____ RECORDS SHOWN

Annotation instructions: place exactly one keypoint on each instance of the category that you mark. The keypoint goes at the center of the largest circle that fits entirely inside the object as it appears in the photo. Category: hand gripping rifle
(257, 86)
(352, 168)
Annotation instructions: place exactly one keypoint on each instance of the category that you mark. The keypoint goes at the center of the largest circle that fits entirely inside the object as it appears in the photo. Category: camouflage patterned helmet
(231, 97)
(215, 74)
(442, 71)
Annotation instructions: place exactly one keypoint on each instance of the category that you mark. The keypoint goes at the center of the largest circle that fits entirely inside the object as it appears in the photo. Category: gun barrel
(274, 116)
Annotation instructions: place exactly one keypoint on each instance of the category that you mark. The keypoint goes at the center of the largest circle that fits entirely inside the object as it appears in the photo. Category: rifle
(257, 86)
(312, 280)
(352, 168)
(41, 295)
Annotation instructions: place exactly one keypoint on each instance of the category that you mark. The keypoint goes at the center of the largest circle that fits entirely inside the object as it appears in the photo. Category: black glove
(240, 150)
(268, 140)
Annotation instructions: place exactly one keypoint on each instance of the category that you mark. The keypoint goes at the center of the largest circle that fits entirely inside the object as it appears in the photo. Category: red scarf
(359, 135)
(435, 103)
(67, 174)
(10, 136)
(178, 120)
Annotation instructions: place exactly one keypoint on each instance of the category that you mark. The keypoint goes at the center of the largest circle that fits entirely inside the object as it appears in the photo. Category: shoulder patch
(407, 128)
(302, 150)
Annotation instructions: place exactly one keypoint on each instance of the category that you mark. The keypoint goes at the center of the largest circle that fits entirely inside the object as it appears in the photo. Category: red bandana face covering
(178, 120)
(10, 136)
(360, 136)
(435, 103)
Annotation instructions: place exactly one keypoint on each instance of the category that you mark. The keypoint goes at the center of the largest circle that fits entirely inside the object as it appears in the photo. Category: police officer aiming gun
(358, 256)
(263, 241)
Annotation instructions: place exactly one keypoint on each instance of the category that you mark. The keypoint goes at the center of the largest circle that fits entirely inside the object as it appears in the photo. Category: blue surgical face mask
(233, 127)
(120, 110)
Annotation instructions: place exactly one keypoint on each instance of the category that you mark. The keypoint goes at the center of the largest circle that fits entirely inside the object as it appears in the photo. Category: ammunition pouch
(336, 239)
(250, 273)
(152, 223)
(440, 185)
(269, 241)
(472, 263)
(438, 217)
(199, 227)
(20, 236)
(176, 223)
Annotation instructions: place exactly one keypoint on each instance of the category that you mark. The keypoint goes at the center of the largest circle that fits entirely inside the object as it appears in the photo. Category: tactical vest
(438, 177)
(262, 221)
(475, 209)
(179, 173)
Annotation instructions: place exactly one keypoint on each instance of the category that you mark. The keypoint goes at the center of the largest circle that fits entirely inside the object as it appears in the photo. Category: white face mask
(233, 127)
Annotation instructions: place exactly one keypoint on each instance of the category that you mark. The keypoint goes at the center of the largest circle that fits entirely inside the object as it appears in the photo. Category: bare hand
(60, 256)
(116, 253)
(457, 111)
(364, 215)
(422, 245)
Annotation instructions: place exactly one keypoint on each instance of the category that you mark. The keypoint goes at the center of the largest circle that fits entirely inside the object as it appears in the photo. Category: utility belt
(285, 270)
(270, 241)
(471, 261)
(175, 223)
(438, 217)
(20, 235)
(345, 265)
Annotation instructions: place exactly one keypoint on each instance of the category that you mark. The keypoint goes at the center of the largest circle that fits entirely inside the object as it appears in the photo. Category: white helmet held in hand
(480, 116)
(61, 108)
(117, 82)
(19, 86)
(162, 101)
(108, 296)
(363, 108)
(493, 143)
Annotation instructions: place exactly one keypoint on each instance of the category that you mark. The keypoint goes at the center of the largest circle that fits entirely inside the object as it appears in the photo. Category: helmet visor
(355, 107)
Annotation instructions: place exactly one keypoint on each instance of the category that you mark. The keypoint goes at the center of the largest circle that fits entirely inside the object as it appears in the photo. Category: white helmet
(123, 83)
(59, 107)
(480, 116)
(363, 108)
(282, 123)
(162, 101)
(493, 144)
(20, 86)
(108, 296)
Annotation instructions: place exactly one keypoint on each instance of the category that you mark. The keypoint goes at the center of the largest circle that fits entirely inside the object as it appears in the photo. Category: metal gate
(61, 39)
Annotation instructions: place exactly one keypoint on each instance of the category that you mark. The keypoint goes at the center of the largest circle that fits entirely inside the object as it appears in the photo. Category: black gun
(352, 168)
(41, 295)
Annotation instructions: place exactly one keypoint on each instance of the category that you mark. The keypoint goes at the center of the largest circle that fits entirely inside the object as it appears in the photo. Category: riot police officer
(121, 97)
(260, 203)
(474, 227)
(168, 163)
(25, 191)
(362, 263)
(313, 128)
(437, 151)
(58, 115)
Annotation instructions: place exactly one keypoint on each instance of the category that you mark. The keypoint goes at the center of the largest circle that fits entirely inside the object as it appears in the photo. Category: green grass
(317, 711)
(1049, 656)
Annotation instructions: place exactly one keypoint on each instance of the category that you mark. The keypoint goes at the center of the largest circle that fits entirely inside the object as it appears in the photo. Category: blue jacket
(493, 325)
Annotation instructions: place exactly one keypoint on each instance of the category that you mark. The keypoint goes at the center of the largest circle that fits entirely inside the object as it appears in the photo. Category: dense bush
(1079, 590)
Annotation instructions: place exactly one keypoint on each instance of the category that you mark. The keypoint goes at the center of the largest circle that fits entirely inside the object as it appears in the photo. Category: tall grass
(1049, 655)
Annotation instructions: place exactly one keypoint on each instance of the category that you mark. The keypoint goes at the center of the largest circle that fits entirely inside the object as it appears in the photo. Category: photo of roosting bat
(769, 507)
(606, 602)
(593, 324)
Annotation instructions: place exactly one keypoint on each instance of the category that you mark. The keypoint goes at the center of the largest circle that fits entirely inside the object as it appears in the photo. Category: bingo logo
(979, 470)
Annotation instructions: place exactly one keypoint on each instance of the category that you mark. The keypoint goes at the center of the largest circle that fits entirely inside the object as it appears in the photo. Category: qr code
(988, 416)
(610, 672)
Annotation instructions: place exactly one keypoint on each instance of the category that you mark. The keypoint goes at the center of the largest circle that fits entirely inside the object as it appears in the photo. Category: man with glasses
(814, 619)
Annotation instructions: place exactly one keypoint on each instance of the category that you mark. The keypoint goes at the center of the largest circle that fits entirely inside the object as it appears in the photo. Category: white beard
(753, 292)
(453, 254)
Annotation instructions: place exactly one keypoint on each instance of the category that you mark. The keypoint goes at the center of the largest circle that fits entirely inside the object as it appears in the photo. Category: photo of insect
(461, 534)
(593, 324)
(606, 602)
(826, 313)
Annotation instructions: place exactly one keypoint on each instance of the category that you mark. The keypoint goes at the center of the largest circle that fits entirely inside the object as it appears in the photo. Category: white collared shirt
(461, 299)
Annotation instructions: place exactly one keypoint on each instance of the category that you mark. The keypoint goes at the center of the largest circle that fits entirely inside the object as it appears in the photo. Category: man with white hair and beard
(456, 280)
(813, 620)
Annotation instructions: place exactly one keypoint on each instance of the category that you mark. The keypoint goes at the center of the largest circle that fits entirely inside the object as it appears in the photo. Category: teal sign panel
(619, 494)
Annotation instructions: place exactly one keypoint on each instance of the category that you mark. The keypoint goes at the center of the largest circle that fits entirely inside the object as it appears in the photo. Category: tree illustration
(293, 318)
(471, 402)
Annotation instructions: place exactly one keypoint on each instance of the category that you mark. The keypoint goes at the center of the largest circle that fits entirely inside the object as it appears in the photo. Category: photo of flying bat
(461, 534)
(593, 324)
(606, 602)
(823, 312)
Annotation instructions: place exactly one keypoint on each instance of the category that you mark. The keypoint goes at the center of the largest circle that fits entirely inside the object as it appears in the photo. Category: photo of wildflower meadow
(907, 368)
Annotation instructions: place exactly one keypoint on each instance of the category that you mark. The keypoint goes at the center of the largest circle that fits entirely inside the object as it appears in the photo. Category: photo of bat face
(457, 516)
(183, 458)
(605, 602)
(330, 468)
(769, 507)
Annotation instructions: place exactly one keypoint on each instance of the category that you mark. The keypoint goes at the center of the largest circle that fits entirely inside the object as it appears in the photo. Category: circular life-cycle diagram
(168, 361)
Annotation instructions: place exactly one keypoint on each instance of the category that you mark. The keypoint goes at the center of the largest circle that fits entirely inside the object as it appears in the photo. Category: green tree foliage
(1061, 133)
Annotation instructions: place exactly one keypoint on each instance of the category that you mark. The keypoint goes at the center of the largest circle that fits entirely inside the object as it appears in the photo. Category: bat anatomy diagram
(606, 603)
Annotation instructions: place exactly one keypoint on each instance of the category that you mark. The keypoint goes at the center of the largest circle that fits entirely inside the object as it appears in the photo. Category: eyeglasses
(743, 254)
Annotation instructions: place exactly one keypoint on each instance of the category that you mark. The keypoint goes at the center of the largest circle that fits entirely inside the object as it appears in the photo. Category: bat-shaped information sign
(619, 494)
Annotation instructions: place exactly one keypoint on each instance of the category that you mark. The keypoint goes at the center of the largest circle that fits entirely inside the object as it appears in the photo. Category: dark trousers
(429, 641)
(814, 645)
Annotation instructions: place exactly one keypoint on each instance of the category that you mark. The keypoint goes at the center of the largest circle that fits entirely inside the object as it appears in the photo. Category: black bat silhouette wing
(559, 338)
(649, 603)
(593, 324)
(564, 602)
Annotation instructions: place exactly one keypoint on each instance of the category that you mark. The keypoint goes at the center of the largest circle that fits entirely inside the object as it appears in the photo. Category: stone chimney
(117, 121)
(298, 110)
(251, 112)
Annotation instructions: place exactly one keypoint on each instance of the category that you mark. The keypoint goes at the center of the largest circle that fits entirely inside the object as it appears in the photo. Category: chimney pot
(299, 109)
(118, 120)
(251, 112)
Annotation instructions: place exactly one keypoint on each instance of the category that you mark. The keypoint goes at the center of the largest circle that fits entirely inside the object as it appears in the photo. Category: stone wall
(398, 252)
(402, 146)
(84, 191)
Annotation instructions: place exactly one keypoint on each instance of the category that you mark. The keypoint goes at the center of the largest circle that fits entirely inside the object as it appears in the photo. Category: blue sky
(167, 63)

________

▸ GOAL OF THE EXERCISE: Please reproduce the closing stretch of the records, from the line with "Category: chimney pot" through the last line, exactly as it stands.

▸ ANSWER SECTION:
Annotation instructions: place exactly one keypoint on each instance of the category that you mark. The keypoint goes at the center of the largest circle that fits entirely inside the object as it appears in the photo. Category: chimney pot
(299, 109)
(118, 120)
(251, 112)
Annotation instructions: place exactly one keypoint on each instance of the category that you mark. The keypoint goes at the center of the largest circle that fits entirely inside the object as it appears in the photo. Category: stone wall
(398, 252)
(402, 146)
(84, 191)
Annotation instructions: place exactly one keypoint on each instance of the category that you mark. The keypoint goes at the center of the largest circle that fits entirely inside the object as it appears in the photo. Category: blue sky
(167, 63)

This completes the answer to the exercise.